## EXERCISE INSTRUCTIONS
Lines before the one containing "In this exercise you will locate the white sectional" are left out; copy that line and every later line through the end of the data exactly.
[start]
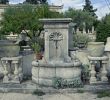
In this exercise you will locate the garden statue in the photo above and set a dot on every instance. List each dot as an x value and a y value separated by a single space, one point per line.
56 62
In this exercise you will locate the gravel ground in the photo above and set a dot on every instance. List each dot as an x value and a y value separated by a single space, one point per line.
64 96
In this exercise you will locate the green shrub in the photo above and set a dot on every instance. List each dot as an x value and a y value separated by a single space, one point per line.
38 92
62 83
102 94
81 38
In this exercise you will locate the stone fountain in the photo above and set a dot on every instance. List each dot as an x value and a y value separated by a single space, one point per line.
56 61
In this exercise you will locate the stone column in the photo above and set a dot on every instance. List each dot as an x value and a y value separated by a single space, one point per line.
16 72
104 72
5 79
93 73
46 46
92 29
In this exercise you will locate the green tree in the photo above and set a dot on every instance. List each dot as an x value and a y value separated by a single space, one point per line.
15 19
89 8
36 1
4 1
80 17
103 29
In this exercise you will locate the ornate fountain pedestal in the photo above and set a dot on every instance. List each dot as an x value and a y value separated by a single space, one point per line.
56 62
102 72
12 69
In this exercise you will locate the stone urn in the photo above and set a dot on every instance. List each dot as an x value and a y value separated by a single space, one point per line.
96 49
9 49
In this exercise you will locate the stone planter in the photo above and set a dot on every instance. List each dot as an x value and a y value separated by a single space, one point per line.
95 49
8 49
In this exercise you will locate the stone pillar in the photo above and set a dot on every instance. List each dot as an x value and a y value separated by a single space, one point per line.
16 72
6 78
93 29
104 72
46 53
93 73
77 30
107 51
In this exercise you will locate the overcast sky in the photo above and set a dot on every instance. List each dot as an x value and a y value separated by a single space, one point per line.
102 6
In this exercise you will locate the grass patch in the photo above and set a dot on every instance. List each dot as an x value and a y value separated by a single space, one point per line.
102 94
80 91
38 92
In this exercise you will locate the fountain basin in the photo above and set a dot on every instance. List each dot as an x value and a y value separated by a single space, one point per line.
44 73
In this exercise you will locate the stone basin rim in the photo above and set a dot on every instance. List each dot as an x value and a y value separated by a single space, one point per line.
61 65
95 43
46 20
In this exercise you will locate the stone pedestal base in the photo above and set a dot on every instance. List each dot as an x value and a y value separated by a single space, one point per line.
12 69
45 75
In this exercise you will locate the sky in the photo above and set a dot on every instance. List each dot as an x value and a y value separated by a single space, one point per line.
103 6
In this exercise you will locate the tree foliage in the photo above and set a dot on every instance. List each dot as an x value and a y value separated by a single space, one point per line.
3 1
89 8
80 17
17 18
103 29
36 1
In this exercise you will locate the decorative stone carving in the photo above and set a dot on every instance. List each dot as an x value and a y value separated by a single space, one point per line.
56 61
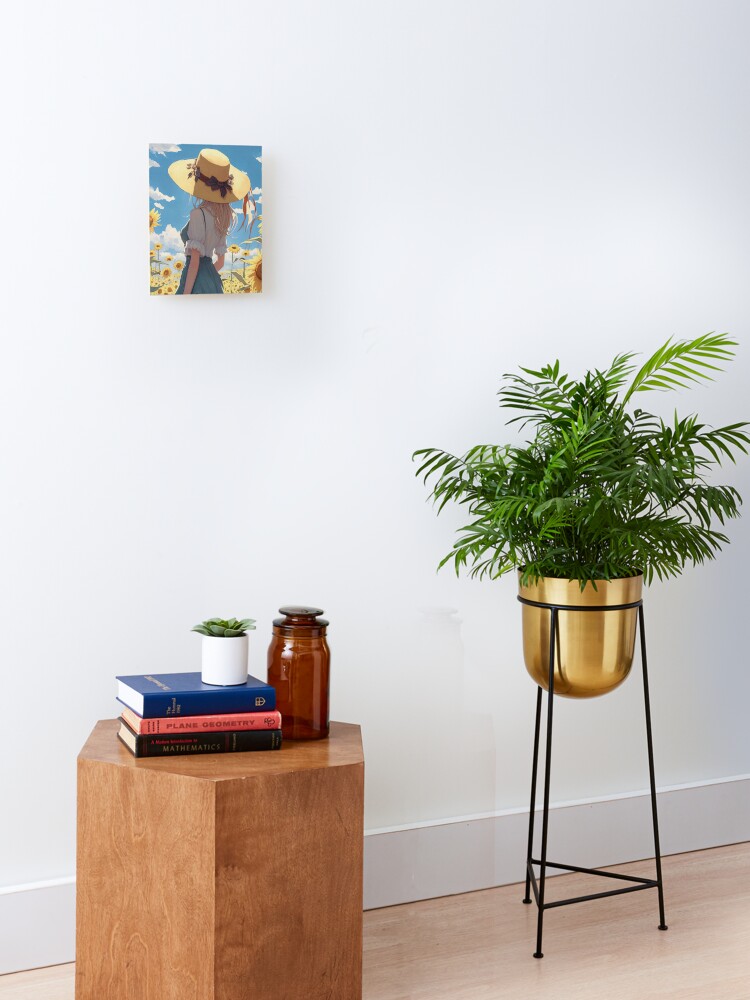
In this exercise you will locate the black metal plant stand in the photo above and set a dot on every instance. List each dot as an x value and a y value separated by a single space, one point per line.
531 880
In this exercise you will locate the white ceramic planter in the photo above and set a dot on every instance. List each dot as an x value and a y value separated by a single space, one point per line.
224 661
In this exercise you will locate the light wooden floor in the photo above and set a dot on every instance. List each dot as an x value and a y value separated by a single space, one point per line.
479 946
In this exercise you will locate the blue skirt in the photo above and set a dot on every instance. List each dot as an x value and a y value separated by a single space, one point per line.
207 281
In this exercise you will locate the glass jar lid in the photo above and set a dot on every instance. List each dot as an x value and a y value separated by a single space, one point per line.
300 620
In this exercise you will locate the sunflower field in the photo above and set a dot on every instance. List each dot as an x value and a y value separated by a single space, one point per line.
243 264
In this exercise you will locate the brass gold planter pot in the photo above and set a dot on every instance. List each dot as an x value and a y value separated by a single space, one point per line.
593 649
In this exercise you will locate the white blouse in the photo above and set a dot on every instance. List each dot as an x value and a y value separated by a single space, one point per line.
203 235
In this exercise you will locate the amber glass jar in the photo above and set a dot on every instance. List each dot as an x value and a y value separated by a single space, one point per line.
299 669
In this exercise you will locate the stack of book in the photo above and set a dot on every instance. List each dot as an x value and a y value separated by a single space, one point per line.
170 714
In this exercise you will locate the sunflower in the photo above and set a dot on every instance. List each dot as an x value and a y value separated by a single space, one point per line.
255 273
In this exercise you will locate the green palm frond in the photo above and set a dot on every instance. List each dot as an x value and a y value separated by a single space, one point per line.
599 491
677 365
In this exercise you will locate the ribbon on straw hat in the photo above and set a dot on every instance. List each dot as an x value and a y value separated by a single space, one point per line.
211 177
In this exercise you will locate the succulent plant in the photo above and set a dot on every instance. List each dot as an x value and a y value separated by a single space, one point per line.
227 628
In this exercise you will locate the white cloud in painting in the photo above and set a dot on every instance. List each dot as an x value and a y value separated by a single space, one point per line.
156 195
171 241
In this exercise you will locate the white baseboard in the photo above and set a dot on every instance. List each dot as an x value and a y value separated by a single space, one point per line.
37 924
442 859
405 864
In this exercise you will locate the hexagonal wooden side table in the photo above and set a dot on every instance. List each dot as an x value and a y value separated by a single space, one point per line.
223 877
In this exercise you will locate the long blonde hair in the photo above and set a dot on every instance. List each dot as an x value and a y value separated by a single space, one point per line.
223 216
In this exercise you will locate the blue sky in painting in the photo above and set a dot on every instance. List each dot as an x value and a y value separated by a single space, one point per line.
174 204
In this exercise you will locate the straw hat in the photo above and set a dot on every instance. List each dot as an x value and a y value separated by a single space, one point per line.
210 177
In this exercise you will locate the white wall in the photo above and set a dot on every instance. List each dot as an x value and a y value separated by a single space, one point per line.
451 190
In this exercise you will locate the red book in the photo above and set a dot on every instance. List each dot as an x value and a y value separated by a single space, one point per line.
175 725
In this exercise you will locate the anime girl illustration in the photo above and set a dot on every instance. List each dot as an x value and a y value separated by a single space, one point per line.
209 200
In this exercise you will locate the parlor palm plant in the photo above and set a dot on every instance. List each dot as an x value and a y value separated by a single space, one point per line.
604 489
604 496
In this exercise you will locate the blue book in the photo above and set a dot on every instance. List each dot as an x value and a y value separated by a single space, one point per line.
155 696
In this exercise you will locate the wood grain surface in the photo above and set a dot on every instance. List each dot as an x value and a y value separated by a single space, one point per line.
478 946
221 876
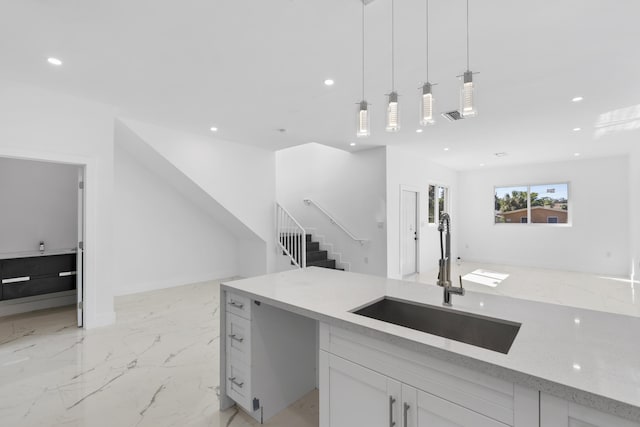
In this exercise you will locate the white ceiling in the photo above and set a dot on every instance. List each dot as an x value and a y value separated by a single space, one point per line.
251 67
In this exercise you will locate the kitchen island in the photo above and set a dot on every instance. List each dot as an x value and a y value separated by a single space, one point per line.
566 365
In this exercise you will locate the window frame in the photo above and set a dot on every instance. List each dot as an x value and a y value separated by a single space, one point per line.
569 203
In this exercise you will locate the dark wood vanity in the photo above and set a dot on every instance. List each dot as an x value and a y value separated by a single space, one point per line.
30 275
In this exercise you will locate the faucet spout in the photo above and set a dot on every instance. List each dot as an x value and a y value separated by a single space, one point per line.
444 265
444 273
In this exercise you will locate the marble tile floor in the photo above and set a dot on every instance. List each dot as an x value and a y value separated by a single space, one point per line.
157 366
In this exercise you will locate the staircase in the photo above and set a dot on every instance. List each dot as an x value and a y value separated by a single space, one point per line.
303 252
317 257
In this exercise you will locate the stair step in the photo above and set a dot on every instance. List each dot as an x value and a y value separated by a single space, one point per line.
316 255
327 263
313 246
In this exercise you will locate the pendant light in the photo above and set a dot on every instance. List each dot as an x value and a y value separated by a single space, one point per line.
426 100
392 107
363 124
467 105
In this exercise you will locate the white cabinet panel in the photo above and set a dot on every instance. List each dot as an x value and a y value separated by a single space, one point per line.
239 338
358 396
433 411
422 409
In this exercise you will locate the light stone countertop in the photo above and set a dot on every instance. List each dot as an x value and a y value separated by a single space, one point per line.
584 290
36 253
585 356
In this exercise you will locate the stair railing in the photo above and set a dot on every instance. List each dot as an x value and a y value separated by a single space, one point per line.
334 221
291 237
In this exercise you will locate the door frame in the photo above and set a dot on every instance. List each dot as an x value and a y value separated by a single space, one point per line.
88 165
418 225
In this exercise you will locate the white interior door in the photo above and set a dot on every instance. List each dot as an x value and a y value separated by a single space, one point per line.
80 249
409 232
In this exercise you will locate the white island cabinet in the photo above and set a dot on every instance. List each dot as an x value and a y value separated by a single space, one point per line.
556 412
268 357
287 333
362 378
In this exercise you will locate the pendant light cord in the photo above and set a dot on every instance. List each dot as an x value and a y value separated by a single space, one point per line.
363 50
467 35
392 48
427 37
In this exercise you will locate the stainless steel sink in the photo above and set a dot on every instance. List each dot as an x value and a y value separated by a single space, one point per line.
481 331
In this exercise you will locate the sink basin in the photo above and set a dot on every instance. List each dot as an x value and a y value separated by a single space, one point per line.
481 331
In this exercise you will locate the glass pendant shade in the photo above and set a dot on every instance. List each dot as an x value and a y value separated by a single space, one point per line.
392 113
363 120
426 107
467 96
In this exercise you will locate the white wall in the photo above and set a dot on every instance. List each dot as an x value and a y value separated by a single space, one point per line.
410 167
39 203
163 239
634 217
39 124
597 241
239 177
351 186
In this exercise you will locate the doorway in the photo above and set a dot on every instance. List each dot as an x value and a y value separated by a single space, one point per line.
409 250
43 228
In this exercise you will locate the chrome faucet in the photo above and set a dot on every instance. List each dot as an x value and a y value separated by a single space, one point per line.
444 273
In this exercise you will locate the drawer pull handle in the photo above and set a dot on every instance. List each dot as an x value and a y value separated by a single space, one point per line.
233 380
406 414
16 280
236 304
392 400
66 273
236 338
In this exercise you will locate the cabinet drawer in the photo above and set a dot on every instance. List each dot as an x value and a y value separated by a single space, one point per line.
37 266
38 287
239 384
239 305
238 339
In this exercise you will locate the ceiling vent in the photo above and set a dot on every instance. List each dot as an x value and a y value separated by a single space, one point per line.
452 116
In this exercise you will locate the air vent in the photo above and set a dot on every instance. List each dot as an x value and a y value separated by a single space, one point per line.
452 116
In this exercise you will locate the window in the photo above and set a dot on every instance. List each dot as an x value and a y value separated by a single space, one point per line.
535 204
438 195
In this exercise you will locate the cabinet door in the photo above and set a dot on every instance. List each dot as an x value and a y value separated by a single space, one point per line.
556 412
428 410
360 397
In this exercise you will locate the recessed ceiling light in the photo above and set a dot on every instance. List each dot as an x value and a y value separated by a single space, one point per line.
54 61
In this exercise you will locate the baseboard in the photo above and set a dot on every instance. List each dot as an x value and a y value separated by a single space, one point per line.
136 288
100 320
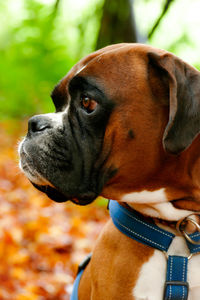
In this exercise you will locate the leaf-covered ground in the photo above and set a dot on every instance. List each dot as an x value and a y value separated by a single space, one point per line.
41 242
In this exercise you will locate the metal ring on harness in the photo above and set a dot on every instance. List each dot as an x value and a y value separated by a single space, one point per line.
181 225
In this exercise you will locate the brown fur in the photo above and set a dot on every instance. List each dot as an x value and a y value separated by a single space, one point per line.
144 83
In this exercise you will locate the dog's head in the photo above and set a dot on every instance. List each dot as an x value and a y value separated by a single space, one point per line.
127 125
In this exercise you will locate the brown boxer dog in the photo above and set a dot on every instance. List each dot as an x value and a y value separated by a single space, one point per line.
126 127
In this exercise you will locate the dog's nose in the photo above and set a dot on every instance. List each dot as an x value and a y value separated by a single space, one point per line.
38 123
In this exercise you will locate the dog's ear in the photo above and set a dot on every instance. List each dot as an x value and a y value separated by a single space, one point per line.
183 83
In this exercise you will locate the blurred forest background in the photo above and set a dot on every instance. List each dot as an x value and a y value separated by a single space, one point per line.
41 242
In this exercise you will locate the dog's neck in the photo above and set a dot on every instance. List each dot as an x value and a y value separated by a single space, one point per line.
156 205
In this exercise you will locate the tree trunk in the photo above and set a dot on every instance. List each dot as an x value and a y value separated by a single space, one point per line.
117 24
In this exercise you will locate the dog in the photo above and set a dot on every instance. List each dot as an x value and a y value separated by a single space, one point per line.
126 127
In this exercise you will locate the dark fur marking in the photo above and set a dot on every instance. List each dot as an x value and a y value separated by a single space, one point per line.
131 134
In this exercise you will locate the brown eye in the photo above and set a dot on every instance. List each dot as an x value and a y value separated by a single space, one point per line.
88 104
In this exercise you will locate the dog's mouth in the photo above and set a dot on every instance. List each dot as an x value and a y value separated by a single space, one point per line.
57 196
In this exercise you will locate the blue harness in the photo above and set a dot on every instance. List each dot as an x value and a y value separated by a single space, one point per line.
134 226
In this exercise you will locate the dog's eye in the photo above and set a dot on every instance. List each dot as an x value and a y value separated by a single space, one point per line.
88 104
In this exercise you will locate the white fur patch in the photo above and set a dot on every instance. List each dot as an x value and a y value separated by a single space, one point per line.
150 284
154 204
145 196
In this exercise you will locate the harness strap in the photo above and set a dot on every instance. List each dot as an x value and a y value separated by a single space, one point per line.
176 285
134 226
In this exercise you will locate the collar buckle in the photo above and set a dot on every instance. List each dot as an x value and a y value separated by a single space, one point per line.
182 224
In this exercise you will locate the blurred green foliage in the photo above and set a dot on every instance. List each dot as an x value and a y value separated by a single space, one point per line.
37 50
40 40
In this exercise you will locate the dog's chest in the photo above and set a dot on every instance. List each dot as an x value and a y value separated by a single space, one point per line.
151 280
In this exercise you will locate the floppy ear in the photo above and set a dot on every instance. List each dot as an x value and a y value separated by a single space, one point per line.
184 101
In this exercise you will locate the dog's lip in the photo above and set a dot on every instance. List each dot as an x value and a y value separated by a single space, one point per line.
51 192
57 196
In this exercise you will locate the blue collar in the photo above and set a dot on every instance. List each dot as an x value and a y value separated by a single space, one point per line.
136 227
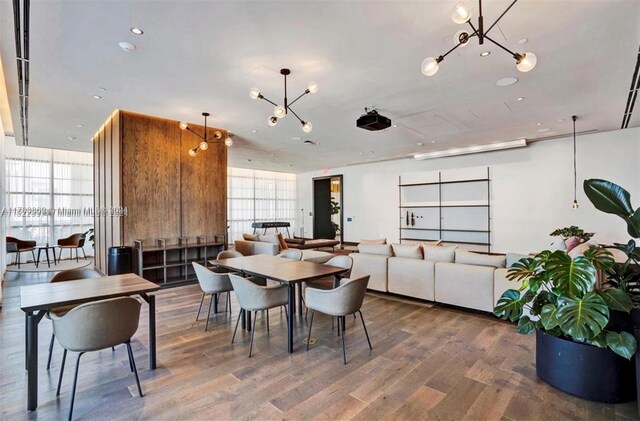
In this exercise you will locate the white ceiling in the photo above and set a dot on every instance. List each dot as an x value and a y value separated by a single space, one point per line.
199 56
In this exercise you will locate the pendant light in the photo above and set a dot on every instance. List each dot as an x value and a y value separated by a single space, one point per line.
575 174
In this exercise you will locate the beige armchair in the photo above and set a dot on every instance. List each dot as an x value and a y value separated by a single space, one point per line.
212 283
74 241
344 300
67 275
252 297
94 326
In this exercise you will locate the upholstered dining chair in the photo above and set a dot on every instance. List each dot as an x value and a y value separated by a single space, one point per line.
252 297
67 275
17 246
94 326
74 241
212 283
339 302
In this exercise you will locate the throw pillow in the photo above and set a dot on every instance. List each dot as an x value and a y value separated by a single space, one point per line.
283 244
374 241
439 253
469 258
407 250
571 243
380 249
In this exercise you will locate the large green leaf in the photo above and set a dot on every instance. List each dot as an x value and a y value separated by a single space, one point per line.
582 318
571 277
526 326
549 316
610 198
623 344
509 306
616 299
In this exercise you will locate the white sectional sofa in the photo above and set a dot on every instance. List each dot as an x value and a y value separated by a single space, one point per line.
441 274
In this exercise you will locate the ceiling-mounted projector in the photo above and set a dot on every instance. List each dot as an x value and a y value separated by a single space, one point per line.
373 121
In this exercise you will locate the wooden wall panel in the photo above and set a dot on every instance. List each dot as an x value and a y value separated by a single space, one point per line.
150 177
203 186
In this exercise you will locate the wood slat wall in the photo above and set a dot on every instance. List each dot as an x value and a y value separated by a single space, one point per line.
142 163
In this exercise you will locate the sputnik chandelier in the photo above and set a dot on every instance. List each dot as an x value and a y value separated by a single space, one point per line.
204 144
462 12
280 111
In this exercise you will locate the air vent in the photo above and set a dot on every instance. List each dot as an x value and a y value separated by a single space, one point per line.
633 94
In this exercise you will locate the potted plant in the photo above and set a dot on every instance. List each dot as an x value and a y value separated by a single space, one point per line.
577 349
[end]
## ANSWER FOR THIS EXERCISE
In this exercise you will locate the white sectional sofa in the photo above and set a dot on every instance. List each dot as an x value and a y value separated by a single space, one point per line.
441 274
In this exercise you will locate the ceiling-mounted projector in the photo above and set a dot on every instance. List each dot as an x value and a y value separated by a single space, one point per line.
373 121
In this exercise you will locate the wooden wall panel in the photo above and set a dot on every instance. List each dot as an x value and a y value separated by a single space, one point per line.
150 177
203 186
In this exercise you will locate the wood slat wall in the photo above and set a dot on every instance. List each dot as an x value and a y value separated by a single space, one point per line.
142 163
In this exercise you will locate the sputnik chandelier in the photo above and set a dot on every instance. List each dot as an x value and a y value separated by a single space, one point per line.
204 144
462 12
280 111
In this exercise you will locate the air vent in the photo above and set a dot on every instance. List each dot as an x value and a y value separated by a single space, one point per line.
633 94
In this exercise you will locate the potted plant in the photo above and set a dot on every instance. List each dot as an x value and a y value separated by a single space, one point per line.
577 349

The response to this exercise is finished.